▶ _WORK TO COMPLETE_
Copy each of the records below line for line, with no changes.
..........
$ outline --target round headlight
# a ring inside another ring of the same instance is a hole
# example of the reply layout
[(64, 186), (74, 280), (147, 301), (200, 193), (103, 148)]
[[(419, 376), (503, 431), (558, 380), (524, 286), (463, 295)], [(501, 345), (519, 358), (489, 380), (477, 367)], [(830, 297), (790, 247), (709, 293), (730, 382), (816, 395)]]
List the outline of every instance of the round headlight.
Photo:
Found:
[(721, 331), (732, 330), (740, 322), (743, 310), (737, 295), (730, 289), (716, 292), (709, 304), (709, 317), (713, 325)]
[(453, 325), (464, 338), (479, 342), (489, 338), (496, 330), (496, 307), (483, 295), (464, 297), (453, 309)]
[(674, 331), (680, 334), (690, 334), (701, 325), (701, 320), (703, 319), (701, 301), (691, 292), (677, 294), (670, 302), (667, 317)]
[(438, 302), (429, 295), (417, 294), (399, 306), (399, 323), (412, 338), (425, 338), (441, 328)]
..........
▶ _SOLUTION TO THIS TASK_
$ outline --target round headlight
# a ring inside another ring of the same instance is a hole
# example of the reply layout
[(64, 186), (74, 280), (147, 301), (200, 193), (103, 148)]
[[(419, 376), (503, 431), (558, 380), (524, 286), (463, 295)], [(501, 345), (519, 358), (489, 380), (477, 367)], [(830, 297), (790, 247), (709, 293), (730, 382), (816, 395)]]
List the outline of every instance of the round headlight.
Photo:
Found:
[(721, 331), (732, 330), (740, 322), (743, 310), (737, 295), (730, 289), (716, 292), (709, 304), (709, 317), (713, 325)]
[(453, 325), (464, 338), (479, 342), (489, 338), (496, 330), (496, 307), (483, 295), (464, 297), (453, 309)]
[(674, 331), (680, 334), (690, 334), (701, 325), (701, 320), (703, 319), (701, 301), (691, 292), (677, 294), (670, 302), (667, 317)]
[(438, 302), (429, 295), (417, 294), (399, 306), (399, 323), (412, 338), (425, 338), (441, 328)]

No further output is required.